# New (free) magazine on tugs and towage



## tugdoc (Sep 17, 2005)

A new (free) magazine was just published. TugeZIne deals with current developments as well as historic matter on tugs. towage, salvage and related matter. Content is about 50/50
current/historic. TugeZine and the accompanying TugeNewsletter are published (via www.tugezine.com) free of charge but require registration. Subscribers also have access to the 'back office' where they can use the services and archive pages of the site. These will be expanded over the next few months. TugeZine publications are sent out as either a download link or a straightforward PDF attachment. In the back-office you can also read all publications - including back issues - in a hi-res flipbook or download PDF backissues in a size suitable for mailboxes. Note that for security reasons [email protected] or likewise general email addresses are not accepted. When this is inconvenient use the contact form to ask for a solution.

The editorial team is headed by Job van Eijk and Cock Peterse, formerly of Lekko International, the tug & towage magazine that had to fold after 45 years in print due to steeply rising print and postage costs. Like with LI interaction by subscribers is encouraged.

Subscription is easy, just hit the appropriate button and fill out the required details. Hit the send button and you will immediately receive a welcome mail detailing how to go about visiting the site. If not - check spambox.

Hope to see you aboard - best regards - Job van Eijk (and BTW: do not forget to spread the word - thanks)


----------



## Stephen J. Card (Nov 5, 2006)

Many thanks Job. Good news. Good luck!

Stephen


----------



## Stephen J. Card (Nov 5, 2006)

Well that didn't take much time and easy too! Looks EXCELLENT!!!! Content likewise.

My first job is to get photos of the brand new tugs POWERFUL and FORCEFUL. They are due Bermuda in the next few week. My brother will be the Bosun so no problem getting a tour!

Stephen


----------



## tugdoc (Sep 17, 2005)

TugeZine No. 2 just out - including articles on the new Bermuda tugs, Kotug's latest acquisition, Britannia Steam Towing, a mid-ocean salvage operation by Bugsier, etc. Earlier we also published the first issue of TugeNewsletter.


----------



## tony Allard (Jan 25, 2009)

yeah im really loving these magazines they release, so many great stories of salvage and towing jobs of Bugsier and smit and others, some very great reads, i never knew there were so many tug books out there i came across a good one when online searching the other day of the Smit tugs of the coast of South Africa, Smit Amandla, Wolraad Woltemade, etc.

Tony.


----------

» **Required tasks**
**A.** In the TugeZine thread, reproduce the passage starting at "TugeZine No. 2" and ending at "Wolraad Woltemade, etc.".
**B.** List every vessel that the TugeZine thread mentions by name.
**C.** Answer these questions from the TugeZine thread:
(i) How many years was Lekko International in print before it folded?
(ii) What position will Stephen's brother hold on the new Bermuda tugs?
(iii) Which company carried out the mid-ocean salvage operation covered in TugeZine No. 2?
The lines that follow come from a separate source.

» **Data segment**
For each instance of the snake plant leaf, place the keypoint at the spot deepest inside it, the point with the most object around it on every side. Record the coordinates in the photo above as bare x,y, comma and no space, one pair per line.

» **Task solutions**
**A.**
TugeZine No. 2 just out - including articles on the new Bermuda tugs, Kotug's latest acquisition, Britannia Steam Towing, a mid-ocean salvage operation by Bugsier, etc. Earlier we also published the first issue of TugeNewsletter.


----------



## tony Allard (Jan 25, 2009)

yeah im really loving these magazines they release, so many great stories of salvage and towing jobs of Bugsier and smit and others, some very great reads, i never knew there were so many tug books out there i came across a good one when online searching the other day of the Smit tugs of the coast of South Africa, Smit Amandla, Wolraad Woltemade, etc.

**B.**
POWERFUL
FORCEFUL
Smit Amandla
Wolraad Woltemade

**C.**
(i) 45 years
(ii) Bosun
(iii) Bugsier